▶ **What you should do**
No pictures in the copy, please: retype all the records exactly.

▶ **Records to process**
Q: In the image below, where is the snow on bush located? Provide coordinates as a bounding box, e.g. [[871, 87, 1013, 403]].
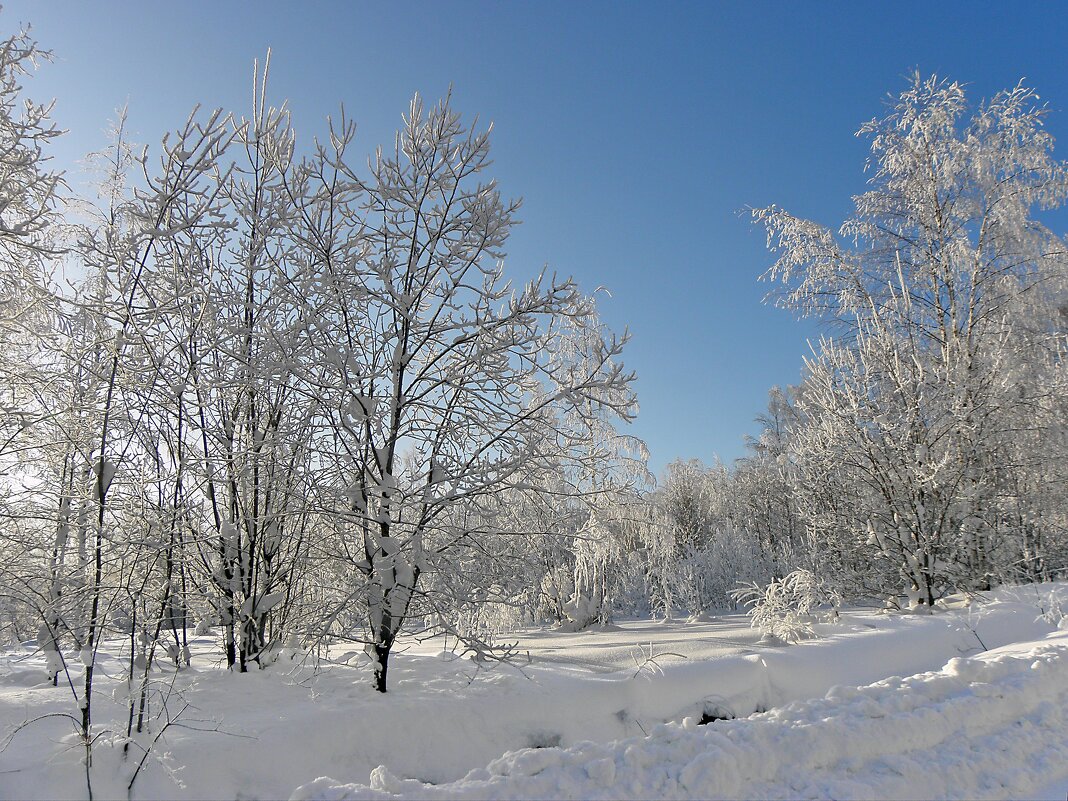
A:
[[729, 568, 841, 643]]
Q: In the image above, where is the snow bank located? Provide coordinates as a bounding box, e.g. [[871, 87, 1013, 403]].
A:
[[3, 585, 1066, 800], [292, 630, 1068, 800], [439, 589, 1067, 750]]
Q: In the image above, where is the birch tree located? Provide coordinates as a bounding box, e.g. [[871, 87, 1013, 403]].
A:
[[756, 75, 1068, 603]]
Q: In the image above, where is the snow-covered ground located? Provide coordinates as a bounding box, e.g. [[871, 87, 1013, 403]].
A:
[[296, 631, 1068, 800], [1, 584, 1067, 801]]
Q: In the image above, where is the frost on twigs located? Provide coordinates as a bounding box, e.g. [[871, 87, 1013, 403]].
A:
[[731, 569, 842, 644], [630, 641, 686, 679]]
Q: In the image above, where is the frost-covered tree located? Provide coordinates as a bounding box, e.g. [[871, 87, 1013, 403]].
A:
[[59, 107, 234, 756], [647, 459, 772, 616], [546, 317, 651, 631], [180, 72, 323, 672], [735, 386, 802, 570], [0, 21, 64, 665], [757, 75, 1068, 604], [303, 95, 639, 691]]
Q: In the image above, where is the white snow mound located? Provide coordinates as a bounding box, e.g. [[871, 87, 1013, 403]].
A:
[[292, 632, 1068, 801]]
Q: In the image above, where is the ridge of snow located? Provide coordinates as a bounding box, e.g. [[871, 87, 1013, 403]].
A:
[[292, 631, 1068, 801]]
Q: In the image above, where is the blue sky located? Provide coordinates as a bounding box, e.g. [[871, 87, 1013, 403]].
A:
[[6, 1, 1067, 475]]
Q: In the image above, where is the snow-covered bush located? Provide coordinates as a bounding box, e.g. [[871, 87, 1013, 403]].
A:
[[1035, 590, 1068, 630], [731, 569, 841, 643]]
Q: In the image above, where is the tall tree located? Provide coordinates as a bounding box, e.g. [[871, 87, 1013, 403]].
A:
[[756, 75, 1068, 603], [307, 95, 639, 691]]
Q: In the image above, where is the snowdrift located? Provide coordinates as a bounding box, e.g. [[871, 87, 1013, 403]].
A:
[[293, 630, 1068, 800], [3, 585, 1067, 800]]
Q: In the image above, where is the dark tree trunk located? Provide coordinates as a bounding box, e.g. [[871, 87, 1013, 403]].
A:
[[373, 643, 390, 693]]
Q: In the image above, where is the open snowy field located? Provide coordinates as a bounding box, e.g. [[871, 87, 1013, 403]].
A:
[[297, 630, 1068, 801], [2, 584, 1068, 801]]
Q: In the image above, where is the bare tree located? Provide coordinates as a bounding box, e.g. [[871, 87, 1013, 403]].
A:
[[299, 95, 639, 691], [756, 75, 1068, 604]]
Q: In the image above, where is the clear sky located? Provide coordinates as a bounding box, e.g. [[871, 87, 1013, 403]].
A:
[[6, 1, 1068, 475]]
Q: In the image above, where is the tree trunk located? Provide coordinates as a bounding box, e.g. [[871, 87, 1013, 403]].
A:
[[373, 642, 390, 693]]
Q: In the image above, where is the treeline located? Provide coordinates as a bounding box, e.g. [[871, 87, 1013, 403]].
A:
[[517, 75, 1068, 627], [587, 76, 1068, 621]]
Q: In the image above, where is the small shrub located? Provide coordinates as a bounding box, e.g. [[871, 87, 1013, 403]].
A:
[[730, 569, 841, 643]]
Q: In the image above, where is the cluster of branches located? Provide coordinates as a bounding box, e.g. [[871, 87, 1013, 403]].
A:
[[745, 74, 1068, 607], [0, 37, 647, 796], [529, 74, 1068, 627]]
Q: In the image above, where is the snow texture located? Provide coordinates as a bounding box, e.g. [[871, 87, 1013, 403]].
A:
[[2, 585, 1067, 801], [293, 631, 1068, 800]]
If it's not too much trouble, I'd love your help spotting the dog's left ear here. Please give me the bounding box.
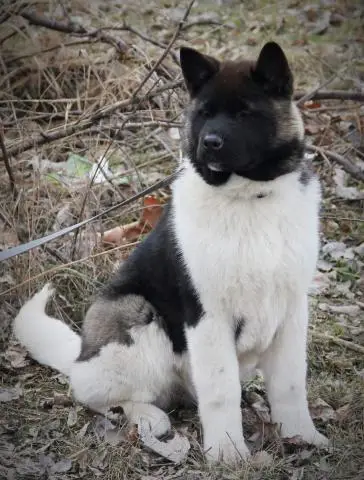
[180,47,220,97]
[252,42,293,96]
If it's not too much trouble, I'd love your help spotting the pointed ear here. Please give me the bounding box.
[252,42,293,96]
[180,47,220,97]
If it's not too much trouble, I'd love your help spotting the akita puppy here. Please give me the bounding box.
[14,42,328,464]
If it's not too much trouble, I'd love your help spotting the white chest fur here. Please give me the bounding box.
[172,164,321,358]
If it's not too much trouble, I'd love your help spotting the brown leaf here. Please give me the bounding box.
[310,398,337,422]
[102,221,144,245]
[138,418,190,464]
[142,195,163,228]
[0,385,22,402]
[4,342,29,369]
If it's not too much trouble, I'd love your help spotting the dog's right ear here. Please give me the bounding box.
[180,47,220,97]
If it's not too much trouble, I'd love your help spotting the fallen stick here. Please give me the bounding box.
[3,79,184,158]
[312,332,364,355]
[306,144,364,182]
[21,10,128,54]
[294,90,364,102]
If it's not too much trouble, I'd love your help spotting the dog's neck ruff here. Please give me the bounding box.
[176,159,301,202]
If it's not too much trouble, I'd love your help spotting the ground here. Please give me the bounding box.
[0,0,363,479]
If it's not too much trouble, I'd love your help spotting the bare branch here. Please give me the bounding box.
[307,144,364,182]
[2,79,184,159]
[21,9,128,54]
[294,90,364,102]
[0,121,17,197]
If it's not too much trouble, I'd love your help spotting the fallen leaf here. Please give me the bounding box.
[168,127,180,140]
[251,450,273,467]
[52,203,73,231]
[336,403,351,422]
[310,398,336,422]
[333,168,364,200]
[4,342,29,368]
[283,434,305,445]
[328,305,360,316]
[246,392,271,423]
[142,195,163,228]
[354,243,364,257]
[322,242,354,260]
[77,422,90,439]
[310,272,331,295]
[50,458,72,474]
[317,259,333,272]
[138,418,190,464]
[305,124,321,135]
[104,428,125,446]
[0,385,22,402]
[303,100,322,109]
[102,221,144,245]
[67,408,78,427]
[89,156,113,184]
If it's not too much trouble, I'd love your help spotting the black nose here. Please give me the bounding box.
[203,133,223,150]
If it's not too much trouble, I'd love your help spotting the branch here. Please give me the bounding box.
[312,332,364,355]
[21,10,128,54]
[306,144,364,182]
[131,0,195,99]
[0,122,17,197]
[294,90,364,102]
[295,70,341,106]
[2,79,183,159]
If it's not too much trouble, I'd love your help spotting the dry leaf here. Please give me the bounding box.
[142,195,163,228]
[251,450,274,467]
[310,398,337,422]
[0,385,22,402]
[4,342,29,369]
[138,418,190,464]
[67,408,78,427]
[102,221,143,245]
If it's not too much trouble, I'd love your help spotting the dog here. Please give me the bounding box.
[14,41,328,464]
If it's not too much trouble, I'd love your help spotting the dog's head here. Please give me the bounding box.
[180,42,305,186]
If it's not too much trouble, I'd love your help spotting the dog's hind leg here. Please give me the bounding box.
[69,320,176,437]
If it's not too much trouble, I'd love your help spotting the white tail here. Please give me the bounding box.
[13,284,81,376]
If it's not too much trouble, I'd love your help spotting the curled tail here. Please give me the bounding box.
[13,284,81,376]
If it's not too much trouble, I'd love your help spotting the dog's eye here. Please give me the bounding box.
[198,107,212,118]
[236,102,253,118]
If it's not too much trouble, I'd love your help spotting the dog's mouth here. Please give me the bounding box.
[207,162,225,172]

▶ **Task response**
Q: In the image below, where is the snow on bush located? Provide coordinates as a bounding box, e.g. [[871, 87, 1013, 403]].
A:
[[729, 568, 841, 643]]
Q: In the image above, where is the snow bank located? Provide coordinates as a bounding box, e.g. [[871, 87, 1013, 403]].
A:
[[3, 585, 1066, 800], [292, 630, 1068, 800], [439, 589, 1067, 750]]
Q: In the image above, where is the birch tree located? Provide coordinates as a bounding box, e.g. [[871, 87, 1013, 403]].
A:
[[756, 75, 1068, 603]]
Q: In the image above, where is the snow-covered ground located? Provide coordinates as a bounding box, e.g. [[871, 87, 1013, 403]].
A:
[[296, 631, 1068, 800], [1, 584, 1067, 801]]
Q: In the image above, where is the frost on twigs located? Provide coordinates as a bounding box, e.g. [[871, 87, 1013, 403]].
A:
[[731, 569, 842, 644], [630, 641, 686, 679]]
Q: In the image above, where is the frost-covered tree located? Provide coordinates as a bounding box, e.g. [[871, 87, 1013, 403]].
A:
[[59, 107, 234, 756], [647, 459, 772, 616], [546, 317, 651, 631], [180, 72, 323, 672], [735, 386, 802, 570], [0, 21, 64, 665], [757, 75, 1068, 604], [303, 95, 639, 691]]
Q: In the image above, where is the white snow mound located? Provide coordinates as a bounding box, e.g. [[871, 87, 1013, 403]].
A:
[[292, 632, 1068, 801]]
Q: In the image above, where is the ridge of snow located? Provide coordinates as a bounding box, e.g. [[871, 87, 1013, 403]].
A:
[[292, 631, 1068, 801]]
Q: In the image above, where is the blue sky located? Provide coordinates as a bounding box, e.g. [[871, 87, 1013, 403]].
A:
[[6, 1, 1067, 475]]
Q: In the image above, where is the snow-covered bush located? Provide coordinates as a bounding box, e.g. [[871, 87, 1013, 403]].
A:
[[1035, 590, 1068, 630], [731, 569, 841, 643]]
Q: In the image above, where is the tall tree located? Provide coordinates as a bounding box, e.g. [[871, 87, 1013, 403]].
A:
[[756, 75, 1068, 603], [307, 95, 639, 691]]
Q: In the image above, where is the snowdrift located? Provide coordinates as a bounding box, e.g. [[871, 87, 1013, 403]].
A:
[[293, 630, 1068, 800], [3, 585, 1067, 800]]
Q: In the image above, where is the dark tree trunk located? Provide coordinates as a bounding box, e.g. [[871, 87, 1013, 403]].
A:
[[373, 643, 390, 693]]
Q: In the image above, where is the open snowy field located? Provide coordinates as a bounding box, e.g. [[871, 87, 1013, 403]].
A:
[[297, 630, 1068, 801], [2, 584, 1068, 801]]
Q: In the image above, where is the bare tree located? Provide coordinates as a bounding box, e.g. [[871, 87, 1013, 403]].
A:
[[299, 95, 639, 691], [756, 75, 1068, 604]]
Q: In the image above, where is the clear sky located? Provide coordinates as a bounding box, e.g. [[871, 87, 1013, 403]].
A:
[[6, 1, 1068, 475]]
Q: In the image above, where is the tree trunk located? Provide coordinates as a bounding box, e.g. [[871, 87, 1013, 403]].
A:
[[373, 642, 390, 693]]
Q: In the image above, where is the treeline located? Provide coordinates as a bounding box, e.g. [[871, 87, 1013, 403]].
A:
[[517, 75, 1068, 627], [587, 76, 1068, 621]]
Q: In the image above, where is the small shrub located? Provide coordinates as a bounding box, e.g. [[871, 87, 1013, 403]].
A:
[[730, 569, 841, 643]]
Q: In the image above, where is the cluster of branches located? Provide coordinates as a bounding box, e.g. [[871, 87, 1013, 403]].
A:
[[745, 74, 1068, 607], [0, 37, 647, 796], [529, 74, 1068, 627]]
Q: In the image above, where is the snow texture located? Provide coordinates as a bounding box, e.g. [[871, 87, 1013, 403]].
A:
[[2, 585, 1067, 801], [293, 631, 1068, 800]]
If it's not too much trouble, I'd love your help spotting the dog's left ear here. Please give me the bounding box.
[180,47,220,97]
[252,42,293,96]
If it's not too much trouble, I'd love your help spotting the pointed ear here. Please give me the bounding box.
[252,42,293,96]
[180,47,220,97]
If it's not too much trouble, I'd love your help spotting the akita puppy here. Please give me the bounding box.
[14,42,328,464]
If it's not too much trouble, I'd love your help spotting the white chest fur here. Please give me the bounding box.
[172,164,321,358]
If it's not too much trouble, I'd love your help spotting the brown leaf here. Please give me the bounding box.
[310,398,337,422]
[102,221,144,245]
[138,418,190,464]
[142,195,163,228]
[0,385,22,402]
[4,342,29,369]
If it's not too much trouble, I'd love your help spotting the dog's right ear here. Please give me the bounding box.
[180,47,220,97]
If it's not too much trouble, I'd love your help spotting the fallen stick here. Please give me the bounding box.
[3,79,184,158]
[312,332,364,355]
[306,144,364,182]
[21,10,128,54]
[294,90,364,102]
If it's not too much trouble, I'd love your help spotting the dog's neck ruff here. Please give me the bounding box.
[176,159,301,202]
If it's not too much trouble, I'd love your help spotting the ground here. Please give me the bounding box.
[0,0,363,479]
If it's not too much trouble, I'd love your help spotting the bare branch here. Please give me the bounding box.
[307,144,364,182]
[2,79,184,159]
[21,9,128,54]
[294,90,364,102]
[0,121,17,197]
If it's not too much trouble, I'd love your help spotting the fallen leaf here. Please give me the bounding box.
[168,127,180,140]
[251,450,273,467]
[52,203,73,231]
[336,403,351,422]
[310,398,336,422]
[333,168,364,200]
[4,342,29,368]
[283,434,305,445]
[328,305,360,316]
[246,392,271,423]
[142,195,163,228]
[354,243,364,257]
[322,242,354,260]
[77,422,90,439]
[310,272,331,295]
[50,458,72,474]
[317,259,333,272]
[138,418,190,464]
[305,124,321,135]
[104,428,125,446]
[0,385,22,402]
[303,100,322,109]
[102,221,144,245]
[67,408,78,427]
[89,156,113,184]
If it's not too much trouble, I'd love your help spotting the black nose here. Please give me the bounding box.
[203,133,223,150]
If it's not too much trouble, I'd love your help spotting the branch here. Please give me the bounding box.
[312,332,364,355]
[21,10,128,54]
[306,144,364,182]
[131,0,195,99]
[0,122,17,197]
[294,90,364,102]
[295,70,341,106]
[2,79,183,159]
If it's not too much trouble, I'd love your help spotting the dry leaf here. Please give me the bounding box.
[142,195,163,228]
[251,450,274,467]
[310,398,337,422]
[0,385,22,402]
[4,342,29,369]
[138,418,190,464]
[67,408,78,427]
[102,221,143,245]
If it's not too much trouble, I'd love your help spotting the dog here. Please give me the bounding box.
[14,41,328,464]
If it's not too much trouble, I'd love your help spotting the dog's head here. Please give me the bounding box.
[180,42,305,186]
If it's not too much trouble, I'd love your help spotting the dog's hind leg here. Please give me the bounding box.
[69,320,176,437]
If it's not too much trouble, I'd love your help spotting the white tail here. Please give me the bounding box.
[13,284,81,376]
If it's not too much trouble, I'd love your help spotting the curled tail here. Please give me the bounding box.
[13,284,81,376]
If it's not too much trouble, I'd love your help spotting the dog's eye here. Please give me the bounding box.
[198,107,212,118]
[236,102,253,118]
If it's not too much trouble, I'd love your help spotting the dog's mouth here. Please give me the bounding box.
[207,162,225,172]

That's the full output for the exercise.